ADHD Anita Robertson ADHD Anita Robertson

Motherhood & ADHD

Want more tips? Check out Anita’s new book: ADHD & US: A Couple's Guide to Loving and Living with Adult ADHD

People love the Mental Load Cartoon by Emma. It demonstrates how women are managing so many of the day-to-day ‘small’ tasks that often go unnoticed. These tasks can be making sure there is enough food, having enough clothes, researching which daycares are best etc.

‘Small’ tasks add up quickly. For moms who feel they have to do everything, and who take on the burden of care for baby and partner unconsciously, it’s one of the reasons why they become overwhelmed as a parent. This fact is hard to navigate for any mom, but to the ADHD mom brain, it can feel impossible. Why? ADHD brains ‘turn off’ (decrease in brain activity) when it comes to mundane activities. This makes it extremely challenging for many ADHD parents to handle the particular demands of child-rearing with ease, especially if they have not developed systems they need to help their brain complete these types of tasks.

TRAITS OF THE ADHD MOM BRAIN

Here are some common struggles I see with ADHD moms:

  • Feeling overwhelmed with organizing all the baby items

  • Feeling frustrated and self-critical when they can’t find things the baby needs (like a thermometer, etc.)

  • Not able to keep up with the extra laundry, dishes, and cleaning

  • Missing the energy and excitement that they used to experience when their brain was ‘turned on’

  • Struggling to maintain schedules for the kids

  • Feeling incompetent when forgetting to schedule or keep appointments, like doctor checkups

  • Struggling to self-regulate when their kid is pushing limits

On top of the largely unacknowledged mental load that is generally demanded of women in this country, society sends the message to women that they need to love being a parent and naturally excel at it, or there is something wrong with them (not the system). Hence, the ADHD brain may absorb these unrealistic messages and fall into a vicious cycle of self-criticism and feeling like a ‘bad’ mom. The truth is that many parents are not even diagnosed with ADHD until their kid receives a diagnosis—so it can take years of trying (and failing) to do what works for neurotypical brains, before getting the help they need to start enjoying parenthood.

━━━━━━━━━━

● **Tasks**
1. Answer these questions from the text on motherhood and ADHD:
(a) What does the Mental Load Cartoon by Emma demonstrate?
(b) What happens to ADHD brains when it comes to mundane activities?
(c) Until when are many parents not diagnosed with ADHD?
2. Return the passage of the text on motherhood and ADHD from "People love the" up to and including "are best etc.", copied exactly.
3. Write the next part of the text on motherhood and ADHD, picking up after its final sentence.
You won't need the listing that follows this text.

● **Data provided**
━━━━━━━━━━

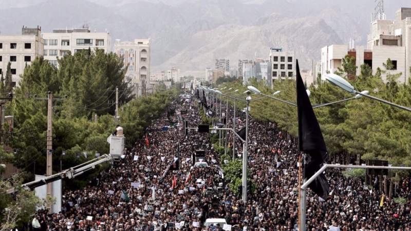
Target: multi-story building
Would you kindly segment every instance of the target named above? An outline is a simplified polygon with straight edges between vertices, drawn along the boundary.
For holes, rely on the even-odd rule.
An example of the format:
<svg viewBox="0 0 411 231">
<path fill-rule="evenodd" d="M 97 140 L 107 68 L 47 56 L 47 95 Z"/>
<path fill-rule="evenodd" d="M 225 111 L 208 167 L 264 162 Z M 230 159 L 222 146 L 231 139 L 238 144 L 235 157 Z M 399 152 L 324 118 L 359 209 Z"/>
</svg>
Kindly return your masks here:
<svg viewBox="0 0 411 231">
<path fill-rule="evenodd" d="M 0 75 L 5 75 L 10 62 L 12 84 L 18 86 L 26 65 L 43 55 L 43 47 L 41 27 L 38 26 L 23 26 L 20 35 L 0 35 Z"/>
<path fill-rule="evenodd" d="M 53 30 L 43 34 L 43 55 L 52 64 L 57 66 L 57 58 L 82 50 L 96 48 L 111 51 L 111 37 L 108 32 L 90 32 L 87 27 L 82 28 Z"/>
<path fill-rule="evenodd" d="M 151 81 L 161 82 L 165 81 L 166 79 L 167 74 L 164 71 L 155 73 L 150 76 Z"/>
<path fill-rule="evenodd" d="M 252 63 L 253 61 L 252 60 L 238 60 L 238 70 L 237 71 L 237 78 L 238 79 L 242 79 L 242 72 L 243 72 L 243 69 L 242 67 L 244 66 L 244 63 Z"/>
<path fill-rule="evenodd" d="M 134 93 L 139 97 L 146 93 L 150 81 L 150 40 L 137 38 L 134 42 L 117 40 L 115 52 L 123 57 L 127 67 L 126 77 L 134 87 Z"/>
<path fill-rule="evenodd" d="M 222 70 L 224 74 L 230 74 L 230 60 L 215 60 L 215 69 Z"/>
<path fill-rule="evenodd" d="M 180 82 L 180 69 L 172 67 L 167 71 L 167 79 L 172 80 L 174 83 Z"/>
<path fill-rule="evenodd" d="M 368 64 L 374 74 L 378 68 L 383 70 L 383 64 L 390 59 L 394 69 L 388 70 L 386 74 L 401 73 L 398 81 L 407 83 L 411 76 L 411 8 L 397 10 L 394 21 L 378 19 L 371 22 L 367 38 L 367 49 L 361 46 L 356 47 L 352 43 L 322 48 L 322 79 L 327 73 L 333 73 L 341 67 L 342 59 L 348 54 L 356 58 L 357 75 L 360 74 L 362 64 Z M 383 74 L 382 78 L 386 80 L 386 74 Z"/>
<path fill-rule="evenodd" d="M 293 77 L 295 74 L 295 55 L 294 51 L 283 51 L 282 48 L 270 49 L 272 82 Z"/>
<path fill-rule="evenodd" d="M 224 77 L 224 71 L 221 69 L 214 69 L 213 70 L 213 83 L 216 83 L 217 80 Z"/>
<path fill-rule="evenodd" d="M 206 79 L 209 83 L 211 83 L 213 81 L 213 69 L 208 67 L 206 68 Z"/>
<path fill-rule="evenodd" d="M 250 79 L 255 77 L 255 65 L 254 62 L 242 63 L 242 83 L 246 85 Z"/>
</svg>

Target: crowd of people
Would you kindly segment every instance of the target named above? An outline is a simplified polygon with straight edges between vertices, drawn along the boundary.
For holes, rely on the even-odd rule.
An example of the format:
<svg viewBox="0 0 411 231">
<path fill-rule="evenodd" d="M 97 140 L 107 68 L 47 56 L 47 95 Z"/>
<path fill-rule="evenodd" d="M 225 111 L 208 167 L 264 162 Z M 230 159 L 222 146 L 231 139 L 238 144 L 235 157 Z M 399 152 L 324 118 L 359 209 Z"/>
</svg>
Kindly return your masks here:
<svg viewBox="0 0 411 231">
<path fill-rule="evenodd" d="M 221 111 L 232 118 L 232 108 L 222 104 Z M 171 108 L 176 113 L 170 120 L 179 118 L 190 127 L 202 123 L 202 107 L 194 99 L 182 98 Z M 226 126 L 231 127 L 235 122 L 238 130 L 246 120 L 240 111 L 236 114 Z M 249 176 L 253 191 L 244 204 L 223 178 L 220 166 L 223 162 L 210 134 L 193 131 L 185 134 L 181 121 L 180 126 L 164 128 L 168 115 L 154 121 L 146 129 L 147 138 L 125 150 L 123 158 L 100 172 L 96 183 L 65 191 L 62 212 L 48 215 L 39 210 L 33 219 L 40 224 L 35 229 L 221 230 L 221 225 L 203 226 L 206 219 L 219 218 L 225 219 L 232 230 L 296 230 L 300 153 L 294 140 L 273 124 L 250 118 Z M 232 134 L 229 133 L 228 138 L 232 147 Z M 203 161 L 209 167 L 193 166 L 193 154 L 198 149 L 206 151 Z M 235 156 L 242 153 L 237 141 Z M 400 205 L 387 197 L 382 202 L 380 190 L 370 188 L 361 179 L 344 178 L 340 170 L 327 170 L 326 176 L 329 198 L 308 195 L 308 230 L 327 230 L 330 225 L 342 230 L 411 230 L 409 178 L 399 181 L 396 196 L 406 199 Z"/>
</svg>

━━━━━━━━━━

● **Responses in order**
1.
(a) It demonstrates how women are managing many of the day-to-day ‘small’ tasks that often go unnoticed.
(b) They ‘turn off’, meaning brain activity decreases.
(c) Until their kid receives a diagnosis.

2.
People love the Mental Load Cartoon by Emma. It demonstrates how women are managing so many of the day-to-day ‘small’ tasks that often go unnoticed. These tasks can be making sure there is enough food, having enough clothes, researching which daycares are best etc.

3.
STRATEGIES FOR THE ADHD MOM BRAIN

Once you’ve been diagnosed with ADHD, there are tips and tricks to help you feel successful:

  • Talk to your psychiatrist/doctor about medication

  • Work with a therapist that specializes in adult ADHD to help build executive function and learn skills that will make the mundane tasks of parenting work for your brain

  • Talk to your partner about the mental load and hand off tasks that are more challenging for you (like buying clothes, picking up the kids from school, etc.)

  • Check out the resources for ADHD on my website

  • Learn to focus on what your brain does best! ADHD brains have a lot of strengths that can be challenging for the neurotypical brain

Not even Wonder Woman can do it all. Ask for help when you need it. We’re all responsible for raising the next generation together.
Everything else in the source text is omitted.